Gather every line in the records that contains the word "dark" and copy each one out. Case counts.
------ Stored records
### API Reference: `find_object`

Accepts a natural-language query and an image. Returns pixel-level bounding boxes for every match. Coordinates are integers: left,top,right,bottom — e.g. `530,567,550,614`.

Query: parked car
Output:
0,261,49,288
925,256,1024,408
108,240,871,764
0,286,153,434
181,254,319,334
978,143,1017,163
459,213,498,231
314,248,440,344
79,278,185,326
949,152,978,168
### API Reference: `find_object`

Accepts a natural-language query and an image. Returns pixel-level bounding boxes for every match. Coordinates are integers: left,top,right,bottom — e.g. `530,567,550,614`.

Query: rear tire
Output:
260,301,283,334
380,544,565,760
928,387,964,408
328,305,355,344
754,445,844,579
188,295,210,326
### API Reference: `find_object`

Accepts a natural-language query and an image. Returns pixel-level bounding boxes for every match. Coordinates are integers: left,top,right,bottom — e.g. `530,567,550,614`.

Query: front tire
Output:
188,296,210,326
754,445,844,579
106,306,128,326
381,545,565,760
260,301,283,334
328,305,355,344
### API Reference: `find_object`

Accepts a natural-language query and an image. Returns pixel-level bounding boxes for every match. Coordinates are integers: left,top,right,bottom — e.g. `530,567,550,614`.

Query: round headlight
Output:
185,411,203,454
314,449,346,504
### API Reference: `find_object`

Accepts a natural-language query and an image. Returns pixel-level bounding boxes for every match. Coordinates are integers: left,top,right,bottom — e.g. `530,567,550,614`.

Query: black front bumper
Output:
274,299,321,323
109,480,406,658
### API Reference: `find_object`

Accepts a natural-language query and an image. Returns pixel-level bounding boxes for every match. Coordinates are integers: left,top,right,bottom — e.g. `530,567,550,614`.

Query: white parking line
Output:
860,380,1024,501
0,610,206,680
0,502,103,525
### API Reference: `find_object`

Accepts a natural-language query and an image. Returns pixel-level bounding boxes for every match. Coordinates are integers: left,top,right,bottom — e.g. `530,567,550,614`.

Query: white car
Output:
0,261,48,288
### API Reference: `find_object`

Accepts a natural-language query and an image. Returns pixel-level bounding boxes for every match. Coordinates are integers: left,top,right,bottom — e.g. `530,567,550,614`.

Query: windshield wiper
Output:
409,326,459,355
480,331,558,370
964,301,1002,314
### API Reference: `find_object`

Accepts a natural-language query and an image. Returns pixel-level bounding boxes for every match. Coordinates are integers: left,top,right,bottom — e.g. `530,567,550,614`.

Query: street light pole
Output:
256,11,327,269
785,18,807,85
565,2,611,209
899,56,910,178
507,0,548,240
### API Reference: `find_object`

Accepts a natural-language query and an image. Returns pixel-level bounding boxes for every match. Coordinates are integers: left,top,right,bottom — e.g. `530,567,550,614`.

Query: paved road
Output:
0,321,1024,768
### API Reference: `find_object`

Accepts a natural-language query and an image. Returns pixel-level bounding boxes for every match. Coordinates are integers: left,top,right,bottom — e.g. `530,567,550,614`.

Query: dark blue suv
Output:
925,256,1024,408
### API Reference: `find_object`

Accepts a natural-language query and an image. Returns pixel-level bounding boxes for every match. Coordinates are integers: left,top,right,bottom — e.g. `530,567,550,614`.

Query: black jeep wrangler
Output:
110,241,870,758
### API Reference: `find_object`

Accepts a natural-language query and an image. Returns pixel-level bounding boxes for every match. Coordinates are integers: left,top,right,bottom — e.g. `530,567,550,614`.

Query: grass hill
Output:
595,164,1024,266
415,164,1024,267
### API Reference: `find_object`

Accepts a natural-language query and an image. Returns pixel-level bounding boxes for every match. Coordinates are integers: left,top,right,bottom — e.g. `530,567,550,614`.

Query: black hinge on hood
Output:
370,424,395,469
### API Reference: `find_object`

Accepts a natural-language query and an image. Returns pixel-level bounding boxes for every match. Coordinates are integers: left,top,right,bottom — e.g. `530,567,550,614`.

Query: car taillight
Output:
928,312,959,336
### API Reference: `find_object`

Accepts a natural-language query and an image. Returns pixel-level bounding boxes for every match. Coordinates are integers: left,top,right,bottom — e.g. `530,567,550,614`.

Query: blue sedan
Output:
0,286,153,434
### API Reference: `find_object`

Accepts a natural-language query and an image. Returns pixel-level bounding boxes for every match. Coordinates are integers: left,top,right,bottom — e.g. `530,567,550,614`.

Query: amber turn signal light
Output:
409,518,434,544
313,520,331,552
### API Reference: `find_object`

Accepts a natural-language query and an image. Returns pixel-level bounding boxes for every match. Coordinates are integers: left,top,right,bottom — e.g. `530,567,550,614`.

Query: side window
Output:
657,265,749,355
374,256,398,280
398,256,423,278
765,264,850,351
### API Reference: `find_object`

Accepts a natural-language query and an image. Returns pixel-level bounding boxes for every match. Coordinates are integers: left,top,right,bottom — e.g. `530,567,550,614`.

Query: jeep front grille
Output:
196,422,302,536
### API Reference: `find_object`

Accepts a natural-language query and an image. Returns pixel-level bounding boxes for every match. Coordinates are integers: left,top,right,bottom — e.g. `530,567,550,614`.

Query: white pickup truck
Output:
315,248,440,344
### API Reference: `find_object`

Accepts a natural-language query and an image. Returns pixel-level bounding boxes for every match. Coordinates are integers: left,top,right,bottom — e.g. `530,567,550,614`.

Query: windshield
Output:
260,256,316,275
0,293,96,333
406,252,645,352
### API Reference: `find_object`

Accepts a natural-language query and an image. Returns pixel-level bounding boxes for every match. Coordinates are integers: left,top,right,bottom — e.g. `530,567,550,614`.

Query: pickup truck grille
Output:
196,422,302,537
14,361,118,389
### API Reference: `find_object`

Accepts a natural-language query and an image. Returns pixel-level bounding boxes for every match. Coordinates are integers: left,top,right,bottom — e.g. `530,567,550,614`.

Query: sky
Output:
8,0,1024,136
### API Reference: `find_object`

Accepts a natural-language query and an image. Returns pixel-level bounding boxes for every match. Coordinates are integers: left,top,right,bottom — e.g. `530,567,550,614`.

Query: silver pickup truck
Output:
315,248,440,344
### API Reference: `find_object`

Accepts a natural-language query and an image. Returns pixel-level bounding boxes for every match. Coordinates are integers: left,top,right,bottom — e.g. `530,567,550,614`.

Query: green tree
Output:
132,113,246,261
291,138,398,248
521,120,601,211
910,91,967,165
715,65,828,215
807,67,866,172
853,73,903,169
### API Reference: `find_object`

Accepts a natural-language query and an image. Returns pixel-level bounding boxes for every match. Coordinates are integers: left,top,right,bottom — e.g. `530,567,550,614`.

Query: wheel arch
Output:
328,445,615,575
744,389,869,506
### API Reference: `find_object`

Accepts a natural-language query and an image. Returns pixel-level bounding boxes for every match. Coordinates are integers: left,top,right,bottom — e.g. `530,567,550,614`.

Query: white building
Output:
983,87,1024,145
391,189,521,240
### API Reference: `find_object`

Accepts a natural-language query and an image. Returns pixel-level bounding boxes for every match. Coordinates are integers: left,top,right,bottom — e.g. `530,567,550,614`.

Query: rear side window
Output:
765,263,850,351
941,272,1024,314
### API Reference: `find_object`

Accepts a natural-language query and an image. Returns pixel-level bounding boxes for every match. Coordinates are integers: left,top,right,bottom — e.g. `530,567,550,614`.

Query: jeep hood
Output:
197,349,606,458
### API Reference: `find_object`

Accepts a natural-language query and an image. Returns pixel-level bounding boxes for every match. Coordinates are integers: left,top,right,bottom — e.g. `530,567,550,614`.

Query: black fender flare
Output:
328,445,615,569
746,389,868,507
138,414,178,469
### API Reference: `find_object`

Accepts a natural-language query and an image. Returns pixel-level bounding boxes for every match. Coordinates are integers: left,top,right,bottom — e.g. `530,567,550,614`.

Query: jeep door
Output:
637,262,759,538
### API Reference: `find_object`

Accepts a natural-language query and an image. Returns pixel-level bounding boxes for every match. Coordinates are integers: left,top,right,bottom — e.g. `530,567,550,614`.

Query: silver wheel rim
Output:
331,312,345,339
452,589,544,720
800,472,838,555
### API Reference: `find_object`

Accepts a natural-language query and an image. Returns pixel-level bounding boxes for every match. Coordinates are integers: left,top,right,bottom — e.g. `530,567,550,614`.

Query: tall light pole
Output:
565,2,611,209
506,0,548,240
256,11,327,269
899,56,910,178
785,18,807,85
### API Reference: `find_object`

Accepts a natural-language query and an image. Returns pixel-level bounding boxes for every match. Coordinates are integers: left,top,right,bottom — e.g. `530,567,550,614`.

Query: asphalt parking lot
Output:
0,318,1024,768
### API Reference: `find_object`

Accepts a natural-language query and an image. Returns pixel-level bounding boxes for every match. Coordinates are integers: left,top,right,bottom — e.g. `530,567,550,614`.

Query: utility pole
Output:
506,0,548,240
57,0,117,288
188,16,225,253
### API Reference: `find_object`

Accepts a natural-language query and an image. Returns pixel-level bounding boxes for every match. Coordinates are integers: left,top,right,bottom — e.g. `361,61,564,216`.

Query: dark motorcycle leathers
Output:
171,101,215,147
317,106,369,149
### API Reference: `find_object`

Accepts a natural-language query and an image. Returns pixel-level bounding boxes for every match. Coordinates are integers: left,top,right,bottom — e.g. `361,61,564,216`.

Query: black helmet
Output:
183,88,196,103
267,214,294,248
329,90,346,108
------------
— Task answer —
Query: dark blue suv
Query: dark motorcycle leathers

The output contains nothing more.